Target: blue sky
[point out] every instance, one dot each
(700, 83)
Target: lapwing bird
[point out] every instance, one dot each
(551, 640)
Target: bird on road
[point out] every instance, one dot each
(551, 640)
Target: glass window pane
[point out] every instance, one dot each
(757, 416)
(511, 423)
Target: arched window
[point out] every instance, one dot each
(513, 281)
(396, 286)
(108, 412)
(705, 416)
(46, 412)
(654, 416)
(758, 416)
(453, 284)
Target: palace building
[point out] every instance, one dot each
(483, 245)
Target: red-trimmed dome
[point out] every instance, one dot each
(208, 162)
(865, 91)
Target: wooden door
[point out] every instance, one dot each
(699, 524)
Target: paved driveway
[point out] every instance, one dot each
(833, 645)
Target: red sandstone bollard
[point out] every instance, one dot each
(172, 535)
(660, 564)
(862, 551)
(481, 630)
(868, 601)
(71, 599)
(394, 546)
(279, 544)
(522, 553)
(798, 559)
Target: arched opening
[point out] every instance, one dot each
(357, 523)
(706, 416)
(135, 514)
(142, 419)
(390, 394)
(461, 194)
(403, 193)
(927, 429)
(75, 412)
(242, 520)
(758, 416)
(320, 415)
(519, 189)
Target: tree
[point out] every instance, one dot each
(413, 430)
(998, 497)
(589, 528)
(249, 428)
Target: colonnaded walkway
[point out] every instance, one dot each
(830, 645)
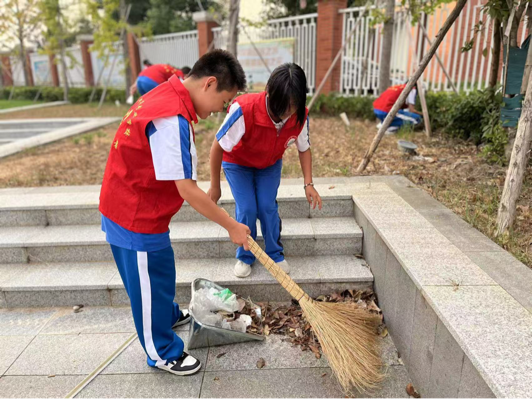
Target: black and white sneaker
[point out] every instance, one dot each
(183, 319)
(185, 365)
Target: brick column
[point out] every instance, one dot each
(329, 42)
(85, 42)
(134, 56)
(54, 73)
(28, 66)
(204, 22)
(7, 73)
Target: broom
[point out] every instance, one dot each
(347, 333)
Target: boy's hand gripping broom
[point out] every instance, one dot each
(347, 333)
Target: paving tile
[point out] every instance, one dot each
(91, 320)
(160, 385)
(472, 386)
(404, 316)
(66, 354)
(393, 386)
(279, 383)
(31, 299)
(276, 353)
(446, 365)
(22, 218)
(10, 348)
(421, 355)
(133, 359)
(13, 255)
(378, 267)
(389, 300)
(77, 216)
(23, 321)
(334, 208)
(493, 330)
(68, 276)
(38, 387)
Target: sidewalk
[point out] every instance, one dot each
(44, 353)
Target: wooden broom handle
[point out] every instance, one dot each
(279, 274)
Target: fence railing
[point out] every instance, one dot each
(302, 28)
(178, 49)
(469, 70)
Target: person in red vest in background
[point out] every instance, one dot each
(250, 145)
(152, 76)
(406, 116)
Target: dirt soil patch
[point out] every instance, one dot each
(451, 170)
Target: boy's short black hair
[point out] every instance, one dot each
(288, 85)
(222, 65)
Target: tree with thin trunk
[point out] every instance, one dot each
(20, 25)
(519, 157)
(57, 27)
(232, 34)
(387, 41)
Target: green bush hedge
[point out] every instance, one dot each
(472, 116)
(76, 95)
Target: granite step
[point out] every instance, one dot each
(86, 243)
(99, 283)
(76, 205)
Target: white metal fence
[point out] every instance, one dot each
(468, 70)
(302, 28)
(177, 49)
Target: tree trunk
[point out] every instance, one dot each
(125, 47)
(411, 82)
(517, 166)
(496, 60)
(387, 41)
(232, 35)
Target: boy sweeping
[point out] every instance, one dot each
(250, 146)
(150, 171)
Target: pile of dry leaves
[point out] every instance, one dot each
(288, 320)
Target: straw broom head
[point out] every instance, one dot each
(347, 333)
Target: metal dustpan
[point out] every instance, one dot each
(202, 335)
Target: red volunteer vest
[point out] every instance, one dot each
(130, 194)
(387, 99)
(160, 73)
(261, 145)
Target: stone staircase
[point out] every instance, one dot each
(53, 252)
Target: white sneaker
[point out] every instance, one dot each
(284, 265)
(242, 269)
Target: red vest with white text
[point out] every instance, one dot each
(261, 145)
(130, 195)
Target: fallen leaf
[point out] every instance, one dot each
(411, 391)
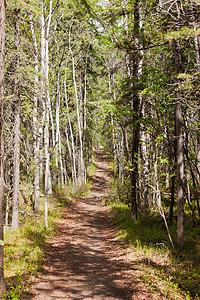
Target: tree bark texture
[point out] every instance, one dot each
(179, 154)
(2, 64)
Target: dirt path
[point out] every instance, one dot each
(85, 261)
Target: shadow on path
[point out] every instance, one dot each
(84, 261)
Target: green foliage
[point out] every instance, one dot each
(147, 238)
(25, 248)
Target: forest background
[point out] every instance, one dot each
(122, 74)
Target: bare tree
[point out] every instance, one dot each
(2, 59)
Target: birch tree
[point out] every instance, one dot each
(2, 63)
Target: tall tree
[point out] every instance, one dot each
(2, 60)
(16, 169)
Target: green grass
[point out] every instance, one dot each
(24, 248)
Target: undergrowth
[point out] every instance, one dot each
(24, 249)
(170, 275)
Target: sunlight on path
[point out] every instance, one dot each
(84, 261)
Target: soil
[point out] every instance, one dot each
(85, 260)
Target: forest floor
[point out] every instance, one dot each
(86, 260)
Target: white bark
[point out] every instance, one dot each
(36, 135)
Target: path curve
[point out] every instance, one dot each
(85, 261)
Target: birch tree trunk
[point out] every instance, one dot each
(2, 63)
(180, 153)
(15, 211)
(72, 138)
(36, 134)
(81, 163)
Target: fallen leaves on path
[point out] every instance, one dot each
(85, 260)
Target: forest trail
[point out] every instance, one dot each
(85, 260)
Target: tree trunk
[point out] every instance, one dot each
(135, 64)
(2, 60)
(15, 212)
(179, 154)
(36, 135)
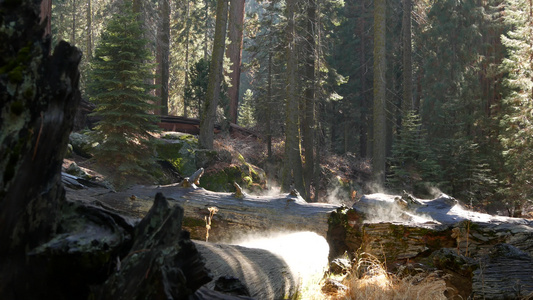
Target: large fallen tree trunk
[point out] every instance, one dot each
(236, 215)
(484, 256)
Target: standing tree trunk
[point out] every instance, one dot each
(207, 122)
(39, 97)
(309, 94)
(206, 33)
(407, 103)
(364, 127)
(73, 33)
(234, 53)
(187, 33)
(89, 31)
(268, 112)
(163, 53)
(293, 173)
(46, 16)
(380, 120)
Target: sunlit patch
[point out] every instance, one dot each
(306, 253)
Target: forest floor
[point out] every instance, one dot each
(343, 178)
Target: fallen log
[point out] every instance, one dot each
(236, 215)
(484, 256)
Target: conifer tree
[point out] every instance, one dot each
(413, 165)
(119, 88)
(517, 130)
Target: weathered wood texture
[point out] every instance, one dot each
(38, 98)
(162, 263)
(266, 275)
(484, 256)
(235, 217)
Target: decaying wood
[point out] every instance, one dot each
(38, 97)
(193, 180)
(483, 256)
(265, 275)
(236, 215)
(162, 263)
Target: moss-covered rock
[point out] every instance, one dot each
(246, 175)
(180, 151)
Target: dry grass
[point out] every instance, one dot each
(370, 280)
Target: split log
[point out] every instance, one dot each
(162, 263)
(38, 98)
(475, 250)
(236, 215)
(265, 275)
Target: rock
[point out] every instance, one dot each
(245, 175)
(70, 151)
(74, 169)
(505, 273)
(81, 144)
(265, 275)
(179, 149)
(440, 232)
(193, 180)
(458, 270)
(205, 158)
(85, 250)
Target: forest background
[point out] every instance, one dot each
(431, 94)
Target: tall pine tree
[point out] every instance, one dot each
(517, 122)
(119, 88)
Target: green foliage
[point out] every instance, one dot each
(196, 91)
(246, 111)
(118, 86)
(413, 165)
(516, 135)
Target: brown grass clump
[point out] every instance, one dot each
(370, 280)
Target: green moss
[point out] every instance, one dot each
(28, 94)
(15, 75)
(17, 107)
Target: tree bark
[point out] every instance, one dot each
(363, 127)
(89, 31)
(293, 173)
(234, 53)
(309, 94)
(163, 53)
(236, 215)
(407, 103)
(380, 120)
(207, 121)
(38, 105)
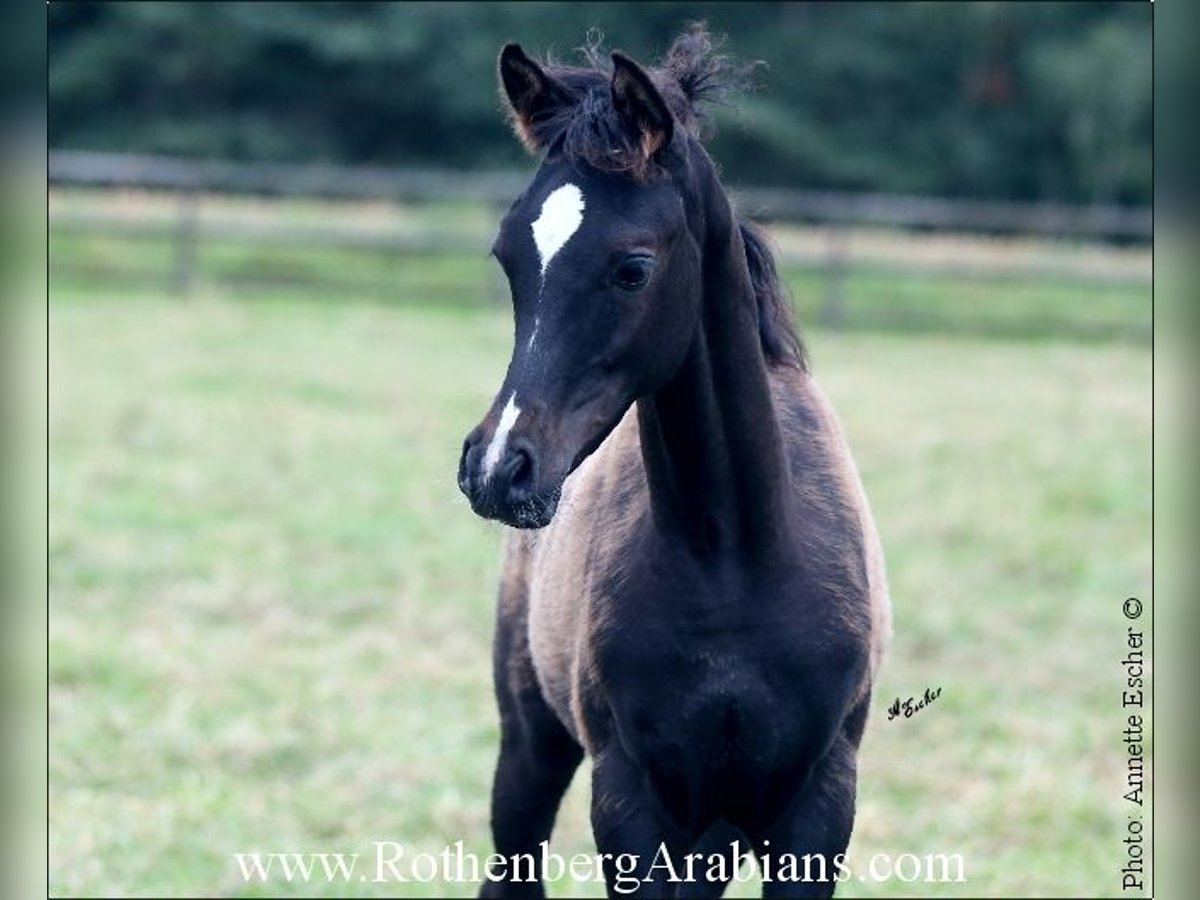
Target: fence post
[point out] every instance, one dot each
(833, 310)
(187, 227)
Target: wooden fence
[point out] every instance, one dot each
(838, 215)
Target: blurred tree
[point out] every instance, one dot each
(1019, 101)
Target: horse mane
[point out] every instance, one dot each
(691, 77)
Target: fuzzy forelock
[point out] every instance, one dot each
(691, 77)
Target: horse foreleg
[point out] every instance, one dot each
(817, 823)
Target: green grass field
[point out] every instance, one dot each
(270, 609)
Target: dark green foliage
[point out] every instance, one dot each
(1018, 101)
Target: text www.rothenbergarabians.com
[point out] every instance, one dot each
(391, 863)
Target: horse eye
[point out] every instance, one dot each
(634, 271)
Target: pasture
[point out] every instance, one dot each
(271, 609)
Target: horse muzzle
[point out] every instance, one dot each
(502, 481)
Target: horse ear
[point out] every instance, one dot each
(640, 105)
(532, 95)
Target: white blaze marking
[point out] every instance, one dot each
(501, 438)
(562, 215)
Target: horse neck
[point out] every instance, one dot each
(711, 441)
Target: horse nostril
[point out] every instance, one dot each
(463, 478)
(521, 473)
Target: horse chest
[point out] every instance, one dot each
(712, 693)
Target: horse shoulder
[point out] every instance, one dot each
(831, 499)
(577, 558)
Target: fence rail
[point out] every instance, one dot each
(831, 246)
(499, 187)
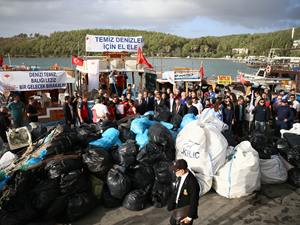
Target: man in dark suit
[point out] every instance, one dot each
(68, 111)
(149, 99)
(191, 109)
(141, 106)
(158, 102)
(171, 101)
(186, 192)
(178, 108)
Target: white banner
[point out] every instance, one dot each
(170, 76)
(93, 70)
(183, 75)
(98, 43)
(32, 80)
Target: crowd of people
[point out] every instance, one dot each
(237, 112)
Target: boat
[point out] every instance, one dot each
(48, 105)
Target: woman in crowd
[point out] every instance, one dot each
(217, 110)
(132, 109)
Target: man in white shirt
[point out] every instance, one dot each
(171, 101)
(197, 104)
(186, 193)
(101, 109)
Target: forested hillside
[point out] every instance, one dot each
(65, 43)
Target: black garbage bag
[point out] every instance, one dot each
(169, 152)
(282, 147)
(149, 154)
(162, 172)
(5, 148)
(56, 208)
(125, 134)
(119, 183)
(293, 157)
(79, 205)
(62, 143)
(37, 132)
(108, 201)
(231, 138)
(43, 194)
(293, 140)
(18, 211)
(103, 125)
(126, 153)
(73, 182)
(137, 199)
(162, 114)
(160, 135)
(60, 166)
(20, 182)
(176, 121)
(98, 161)
(294, 177)
(140, 176)
(159, 194)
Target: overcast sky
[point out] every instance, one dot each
(185, 18)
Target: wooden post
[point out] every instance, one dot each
(186, 87)
(86, 86)
(141, 78)
(248, 89)
(132, 78)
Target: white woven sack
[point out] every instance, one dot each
(7, 159)
(273, 170)
(240, 176)
(204, 148)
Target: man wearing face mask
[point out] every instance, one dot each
(186, 192)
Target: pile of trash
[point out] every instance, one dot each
(127, 163)
(108, 163)
(232, 167)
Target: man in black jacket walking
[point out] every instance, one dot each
(186, 192)
(68, 111)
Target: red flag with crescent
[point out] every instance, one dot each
(241, 78)
(141, 59)
(77, 61)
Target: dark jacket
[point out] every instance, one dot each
(168, 103)
(141, 108)
(181, 110)
(189, 195)
(67, 113)
(262, 113)
(161, 103)
(4, 122)
(237, 112)
(150, 105)
(193, 110)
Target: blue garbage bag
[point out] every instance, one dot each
(187, 118)
(149, 112)
(167, 125)
(142, 139)
(109, 139)
(139, 125)
(174, 133)
(33, 161)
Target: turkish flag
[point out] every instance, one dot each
(201, 70)
(141, 59)
(241, 78)
(77, 61)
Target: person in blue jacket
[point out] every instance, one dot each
(283, 114)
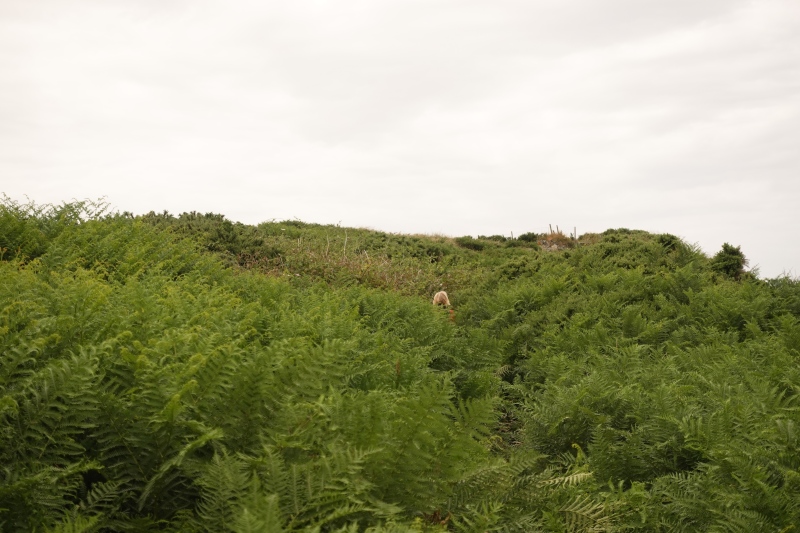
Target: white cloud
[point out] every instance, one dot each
(678, 117)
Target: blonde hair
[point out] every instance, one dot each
(440, 298)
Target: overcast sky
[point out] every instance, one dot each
(436, 116)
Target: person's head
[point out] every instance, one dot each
(440, 298)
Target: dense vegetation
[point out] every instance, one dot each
(163, 373)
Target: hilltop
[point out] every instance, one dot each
(189, 373)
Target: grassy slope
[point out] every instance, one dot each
(300, 378)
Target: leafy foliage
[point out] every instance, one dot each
(193, 374)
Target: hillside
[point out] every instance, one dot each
(188, 373)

--

Going down from the first line of the entries above, restate each line word for word until the line holding "Target: arched window" is done.

Target: blue sky
[point out] every instance, one dot each
(700, 83)
Target: lapwing bird
[point out] every instance, one dot each
(551, 640)
Target: bird on road
[point out] every instance, one dot each
(551, 640)
Target: glass window pane
[point out] every instance, one dot each
(757, 416)
(511, 423)
Target: arched window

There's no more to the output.